Human dispersal and the evolution of languages show strong link, Stanford biologists find
In the largest comparison of genetic and linguistic data ever attempted, Stanford biologists find that features of language show a strong link to the geographic dispersal of human populations.
Geneticists have famously tracked small differences in the human genetic code to trace the evolution and spread of humans out of Africa. Languages can change more quickly than genes and are not necessarily inherited from one's parents, although linguists are able to follow similar clues to uncover how languages have changed and migrated over millennia.
Now, scientists at Stanford and other universities have combined large databases of globally distributed linguistic and genetic data, revealing in greater detail how languages might change in parallel with genes.
The results were recently published in Proceedings of the National Academy of Sciences.
The researchers incorporated genetic data from 246 worldwide populations with 728 phonemes from 2,082 languages. Phonemes are the minimal sound components that can distinguish meaning between two words. "To" means something different than "do," so "t" and "d" are distinct phonemes, said lead author Nicole Creanza, a postdoctoral fellow at Stanford. There are roughly 40 phonemes in the English language.
Through an advanced statistical analysis, the authors found that geographic distance was linked to both genetic and phonemic distance. On average, the closer together two languages or two genetic samples were to one another, the more similar they were, even when the languages compared were not in the same language family.

__Brief A__
How would you render this sentence from the article on human dispersal and language into Spanish: "The results were recently published in Proceedings of the National Academy of Sciences."?
__Brief B__
Can you recast the paragraph of the article on human dispersal and language that begins "The researchers incorporated genetic data" as a short bulleted list that keeps its main facts?
__Brief C__
Could you pick up the article on human dispersal and language after its final sentence and carry it further?
The listing below comes from a source separate from the article.

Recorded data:

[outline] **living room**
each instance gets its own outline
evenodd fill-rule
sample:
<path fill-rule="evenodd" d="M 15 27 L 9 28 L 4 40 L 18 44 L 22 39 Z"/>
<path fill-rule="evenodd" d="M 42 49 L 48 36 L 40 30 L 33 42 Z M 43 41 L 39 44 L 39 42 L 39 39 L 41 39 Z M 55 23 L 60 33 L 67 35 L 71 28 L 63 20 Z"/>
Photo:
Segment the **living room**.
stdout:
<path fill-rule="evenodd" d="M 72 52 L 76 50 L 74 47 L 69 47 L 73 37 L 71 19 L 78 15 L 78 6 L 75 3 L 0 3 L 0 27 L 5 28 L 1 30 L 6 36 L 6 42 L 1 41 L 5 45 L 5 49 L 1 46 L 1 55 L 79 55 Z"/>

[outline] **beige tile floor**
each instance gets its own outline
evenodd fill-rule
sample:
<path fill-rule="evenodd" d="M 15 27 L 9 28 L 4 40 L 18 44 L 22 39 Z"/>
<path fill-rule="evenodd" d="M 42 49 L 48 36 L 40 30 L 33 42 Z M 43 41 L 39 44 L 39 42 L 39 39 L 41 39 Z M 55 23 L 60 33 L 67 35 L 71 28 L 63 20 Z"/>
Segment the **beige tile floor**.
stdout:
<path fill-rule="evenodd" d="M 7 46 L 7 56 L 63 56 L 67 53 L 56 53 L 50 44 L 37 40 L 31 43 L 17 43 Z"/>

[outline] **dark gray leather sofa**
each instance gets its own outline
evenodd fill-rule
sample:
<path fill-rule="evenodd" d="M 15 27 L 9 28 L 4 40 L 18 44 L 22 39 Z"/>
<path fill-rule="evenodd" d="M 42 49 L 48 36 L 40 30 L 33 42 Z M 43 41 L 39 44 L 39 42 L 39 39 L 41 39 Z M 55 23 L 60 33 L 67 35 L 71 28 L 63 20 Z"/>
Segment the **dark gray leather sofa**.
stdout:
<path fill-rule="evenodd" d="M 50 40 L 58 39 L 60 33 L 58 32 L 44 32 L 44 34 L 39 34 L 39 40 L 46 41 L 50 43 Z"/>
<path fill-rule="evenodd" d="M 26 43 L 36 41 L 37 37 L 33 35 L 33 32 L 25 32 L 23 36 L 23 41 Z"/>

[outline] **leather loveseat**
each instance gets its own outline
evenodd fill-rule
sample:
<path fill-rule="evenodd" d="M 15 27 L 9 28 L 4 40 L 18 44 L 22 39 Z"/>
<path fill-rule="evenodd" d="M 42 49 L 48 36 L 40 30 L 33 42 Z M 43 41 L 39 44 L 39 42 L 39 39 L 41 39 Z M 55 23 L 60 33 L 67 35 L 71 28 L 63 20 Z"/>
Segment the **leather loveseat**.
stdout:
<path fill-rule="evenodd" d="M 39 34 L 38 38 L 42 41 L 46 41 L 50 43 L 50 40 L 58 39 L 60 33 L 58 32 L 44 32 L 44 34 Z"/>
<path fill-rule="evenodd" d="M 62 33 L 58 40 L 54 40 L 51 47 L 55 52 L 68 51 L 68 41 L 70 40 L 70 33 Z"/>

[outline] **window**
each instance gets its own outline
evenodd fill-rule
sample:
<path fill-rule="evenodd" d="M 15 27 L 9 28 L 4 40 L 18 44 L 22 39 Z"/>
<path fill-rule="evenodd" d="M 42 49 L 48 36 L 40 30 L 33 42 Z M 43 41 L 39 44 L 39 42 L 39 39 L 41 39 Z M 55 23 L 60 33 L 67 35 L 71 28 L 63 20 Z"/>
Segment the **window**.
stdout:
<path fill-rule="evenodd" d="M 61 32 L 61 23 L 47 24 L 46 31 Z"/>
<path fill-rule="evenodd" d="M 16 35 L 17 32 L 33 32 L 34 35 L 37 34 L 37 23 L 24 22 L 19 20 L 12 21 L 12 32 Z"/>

__Answer section A__
Los resultados se publicaron recientemente en Proceedings of the National Academy of Sciences.

__Answer section B__
- Data combined: genetic data from 246 populations worldwide and 728 phonemes from 2,082 languages.
- Phonemes are the smallest sound units that can distinguish meaning between two words.
- Example from lead author Nicole Creanza, a Stanford postdoctoral fellow: "to" and "do" mean different things, so "t" and "d" are distinct phonemes.
- English has roughly 40 phonemes.

__Answer section C__
This suggests that some nearby languages may have borrowed sounds from one another even if they are not closely related.
In general, phoneme differences paired well with patterns of genetic variation on a local scale, which Creanza said might suggest a connection between historic human dispersals and patterns of linguistic variation. While the relationship between genes and geography represents a global pattern, there was a limit to the distance over which such phonemic differences corresponded to geographic distance.
"When language samples were more than 10,000 kilometers apart, the relationship between phoneme differences and geographic distance broke down," Creanza said. "Outside of that radius, two languages' locations did not give us information about how similar their sounds would be. Because languages can change quickly, we didn't know in advance how fast this signal would degrade."
Another interesting difference was that in contrast to the well-established detrimental effect of geographic isolation on genetic diversity, geographically isolated languages actually showed greater variance in their phonemes than languages with many neighbors.
The authors said that future studies could bring light to the extent to which genetic and geographic relationships can help explain phoneme evolution.
"Studies of human evolutionary history benefit from a multipronged approach and drawing on many disciplines that study the human past," said corresponding author Sohini Ramachandran of Brown University. "This study's integration of genetic data with linguistic data, and methodologies for studying the geographic distribution of variation in both data sets, highlight an integrative approach that we hope will be used by more researchers in the future."